### MATERIAL TO PROCESS

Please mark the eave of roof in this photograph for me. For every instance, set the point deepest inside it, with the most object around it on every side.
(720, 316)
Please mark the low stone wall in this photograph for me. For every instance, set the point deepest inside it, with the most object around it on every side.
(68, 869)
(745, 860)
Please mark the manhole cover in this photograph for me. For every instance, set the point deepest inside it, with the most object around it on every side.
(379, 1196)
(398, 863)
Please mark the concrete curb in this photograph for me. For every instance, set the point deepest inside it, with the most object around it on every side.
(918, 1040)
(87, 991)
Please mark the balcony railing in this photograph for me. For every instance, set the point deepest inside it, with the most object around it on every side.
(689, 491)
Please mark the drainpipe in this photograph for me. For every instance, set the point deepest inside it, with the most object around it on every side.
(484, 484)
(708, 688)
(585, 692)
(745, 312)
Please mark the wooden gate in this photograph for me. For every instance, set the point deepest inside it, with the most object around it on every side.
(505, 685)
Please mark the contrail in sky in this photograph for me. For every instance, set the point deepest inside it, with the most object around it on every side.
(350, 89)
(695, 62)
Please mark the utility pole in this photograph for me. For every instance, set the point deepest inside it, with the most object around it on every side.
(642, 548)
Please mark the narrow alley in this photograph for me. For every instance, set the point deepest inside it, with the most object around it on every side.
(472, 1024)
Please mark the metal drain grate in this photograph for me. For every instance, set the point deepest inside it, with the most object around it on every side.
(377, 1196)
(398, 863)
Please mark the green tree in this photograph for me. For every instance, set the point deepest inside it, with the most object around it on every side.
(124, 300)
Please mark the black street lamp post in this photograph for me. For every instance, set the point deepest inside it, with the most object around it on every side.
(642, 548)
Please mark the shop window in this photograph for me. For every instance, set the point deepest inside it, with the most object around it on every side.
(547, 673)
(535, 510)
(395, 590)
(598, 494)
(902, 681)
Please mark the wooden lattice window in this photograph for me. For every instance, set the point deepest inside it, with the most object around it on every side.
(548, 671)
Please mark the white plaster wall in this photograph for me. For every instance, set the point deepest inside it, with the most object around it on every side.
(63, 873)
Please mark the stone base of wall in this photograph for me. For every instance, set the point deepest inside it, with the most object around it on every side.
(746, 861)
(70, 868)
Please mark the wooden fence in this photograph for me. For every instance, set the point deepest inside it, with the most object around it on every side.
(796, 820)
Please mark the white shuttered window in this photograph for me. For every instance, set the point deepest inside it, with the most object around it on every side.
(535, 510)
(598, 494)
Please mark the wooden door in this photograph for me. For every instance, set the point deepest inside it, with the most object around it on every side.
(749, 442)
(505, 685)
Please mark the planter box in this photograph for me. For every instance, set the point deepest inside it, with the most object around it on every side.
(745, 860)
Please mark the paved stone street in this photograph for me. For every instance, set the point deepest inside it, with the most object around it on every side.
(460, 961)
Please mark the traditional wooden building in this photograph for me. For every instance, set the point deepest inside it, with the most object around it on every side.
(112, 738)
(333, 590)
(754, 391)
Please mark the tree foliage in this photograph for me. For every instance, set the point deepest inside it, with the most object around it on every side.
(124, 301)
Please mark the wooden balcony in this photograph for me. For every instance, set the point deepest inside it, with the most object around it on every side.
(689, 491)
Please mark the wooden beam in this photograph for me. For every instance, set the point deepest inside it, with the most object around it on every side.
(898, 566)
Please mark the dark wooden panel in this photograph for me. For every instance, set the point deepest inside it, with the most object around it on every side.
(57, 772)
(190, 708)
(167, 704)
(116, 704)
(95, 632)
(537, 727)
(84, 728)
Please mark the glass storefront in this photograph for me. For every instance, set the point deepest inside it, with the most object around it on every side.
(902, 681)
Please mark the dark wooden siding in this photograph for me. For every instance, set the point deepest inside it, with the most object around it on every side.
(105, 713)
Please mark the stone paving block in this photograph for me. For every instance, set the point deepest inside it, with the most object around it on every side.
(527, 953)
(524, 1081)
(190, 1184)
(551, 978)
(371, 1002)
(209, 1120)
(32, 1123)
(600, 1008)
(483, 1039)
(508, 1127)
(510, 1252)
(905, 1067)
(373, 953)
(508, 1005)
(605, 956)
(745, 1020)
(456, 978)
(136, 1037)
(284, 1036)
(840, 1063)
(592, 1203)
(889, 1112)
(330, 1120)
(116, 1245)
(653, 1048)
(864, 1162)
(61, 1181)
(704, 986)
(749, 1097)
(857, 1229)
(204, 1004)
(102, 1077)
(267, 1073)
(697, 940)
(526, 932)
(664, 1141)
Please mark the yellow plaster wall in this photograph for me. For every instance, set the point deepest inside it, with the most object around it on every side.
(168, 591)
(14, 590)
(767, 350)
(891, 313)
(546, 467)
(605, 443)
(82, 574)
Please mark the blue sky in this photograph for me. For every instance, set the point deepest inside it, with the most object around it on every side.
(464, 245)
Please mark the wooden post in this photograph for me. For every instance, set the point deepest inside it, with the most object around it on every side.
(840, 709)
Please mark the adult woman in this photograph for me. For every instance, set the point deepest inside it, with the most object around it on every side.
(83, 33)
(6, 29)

######

→ **GIVEN PROBLEM**:
Exactly reproduce the material above.

→ **CORRECT OUTPUT**:
Please mark the eave of roof in this photograph for me. For every instance, set the point deepest inside it, with the most object around it on every side.
(720, 316)
Please mark the low stone wall in this photograph for me. For every instance, set the point deepest inside it, with the most object around it on every side.
(68, 869)
(745, 860)
Please mark the manhole cover in this photograph for me. For every instance, set the point deepest inside it, with the most object around it on every side.
(379, 1196)
(398, 863)
Please mark the concrete curb in this photograph for me. For every instance, set the point deepest inside it, with the most object around it on every side.
(918, 1040)
(87, 991)
Please mark the balcony railing in this photograph for me. For every instance, set the point deepest inside it, with the most object around it on every side.
(689, 491)
Please mark the drainpipe in this photograph for me. For every instance, set the point deepest inside it, with the most object around it on every side.
(484, 484)
(708, 688)
(585, 692)
(745, 312)
Please mark the wooden gate in this photograph for me. For every instance, set the point deepest inside it, with the most object around it on every side.
(505, 685)
Please mark the contrail in sky in this photograph for me. For every instance, set the point deepest inside it, with the most object around it on every side.
(350, 89)
(695, 62)
Please mark the utility pole in this photograph for me. For every instance, set the point deepest inside it, with the most object around it on every side.
(642, 548)
Please mark the narrow alley in this photograph for me. For every instance, set the point deepest inside it, with the most object around it on every side.
(472, 1024)
Please mark the metal drain grate in this photograph for me. For every instance, set the point deepest inside it, with the most object around it on every side.
(377, 1196)
(398, 863)
Please mark the green tree in this photograph for me. For every instance, set the point deepest inside it, with the most object around it on every side.
(124, 300)
Please mark the black street lamp post in this photograph for me. For every instance, set the point deepest inside it, with the most object around it on every side.
(642, 548)
Please mark the shop window in this photograph for me. For every instance, set the point deepest inside it, with the most object around it on every side.
(547, 673)
(535, 510)
(395, 590)
(598, 494)
(902, 681)
Please mark the wooden lattice window in this photograph for me. For every instance, set the point deepest inside it, with the most object around it on every side.
(548, 671)
Please mark the white plaster wall in this photograph for me. For every instance, set the point deepest inside it, with the most object around it on every side.
(63, 873)
Please mark the stone base of wall in this photograph for me. For every instance, set the point deepest inside it, with the most object around it on every side.
(746, 861)
(70, 868)
Please mark the wooden fence in this photograph for me. For every instance, set the point deepest inside it, with the most object around it on every side.
(796, 820)
Please mark the white shuttered window in this photograph for me. For every instance, set the point deepest inside it, with the most object around it on every side.
(535, 510)
(598, 494)
Please mark the wooden door in this photograph for me. For every instance, set the point deepest inside it, with the most object around it on every side.
(749, 442)
(505, 685)
Please mark the planter box in this photograph for me. For every instance, set the point deepest inside it, with the most object around it on every side.
(745, 860)
Please mark the paved stone street in this photograph for me. For every instance, set the point deepest inside it, with the most object around it on every side.
(460, 961)
Please mark the traditional wooden building in this photograph for me. For every instance, set the point deepest inside it, with the most object around it on every side.
(112, 738)
(333, 590)
(754, 391)
Please mark the tree foliage in this photograph for me. For every instance, set the point deepest inside it, with the most object around it on every side.
(124, 301)
Please mark the wooden balcony in this photograph for me. For every instance, set the point deepest inside it, with the most object around it on every side.
(689, 491)
Please mark the wooden beam in this photograph for me. For every instance, set the point deepest inside it, with the most object around it on every side.
(898, 566)
Please mark the dark wooden panel in this photograph for me. For every instance, set the point deepest inside it, with the most object around it on every side.
(57, 772)
(190, 708)
(167, 704)
(116, 704)
(95, 632)
(537, 727)
(84, 728)
Please mark the glass storefront in this photograph for me. For every instance, set the point deepest inside it, with the most object around it on every side.
(902, 681)
Please mark the dark wooden siding in this photograph for me. For every instance, set the point deepest inside it, with the most object around it on every side.
(105, 713)
Please mark the stone paving block in this photograph for me. For every instance, set the point deepest inside it, with the most object around it on every side.
(527, 953)
(524, 1081)
(190, 1184)
(551, 978)
(371, 1002)
(209, 1120)
(32, 1123)
(600, 1008)
(483, 1039)
(508, 1127)
(510, 1252)
(905, 1067)
(373, 953)
(508, 1005)
(605, 956)
(745, 1020)
(456, 978)
(136, 1037)
(284, 1036)
(840, 1063)
(592, 1203)
(889, 1112)
(330, 1120)
(116, 1245)
(653, 1048)
(864, 1162)
(61, 1181)
(704, 986)
(749, 1097)
(857, 1229)
(204, 1004)
(102, 1077)
(267, 1073)
(697, 940)
(526, 932)
(664, 1141)
Please mark the yellow plaster wall in this photograph for me. For every instance, set the point deepest inside it, with the most object around it on every side.
(168, 591)
(14, 590)
(767, 350)
(891, 313)
(546, 467)
(605, 443)
(82, 574)
Please mark the blue sky in this photograph for me. For every instance, set the point deepest inside it, with the most object around it on every side.
(464, 245)
Please mark the wooden post in this photograph for me. For every instance, set the point deepest inside it, with the most object around it on every side.
(840, 709)
Please mark the adult woman in this photograph for me. For every instance, set the point deepest inside it, with the most object around it on every side.
(83, 33)
(6, 29)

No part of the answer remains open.